### Exercise description
Copy task. Retype the whole listing exactly, omitting any picture in it.

### Study material

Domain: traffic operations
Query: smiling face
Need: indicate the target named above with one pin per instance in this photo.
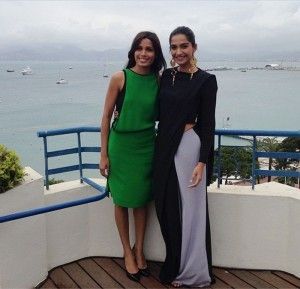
(144, 55)
(182, 50)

### Solution to this exercise
Domain: traffic operations
Query: smiling face
Need: indicate the target named above with one pin per instance in this photo.
(144, 55)
(182, 50)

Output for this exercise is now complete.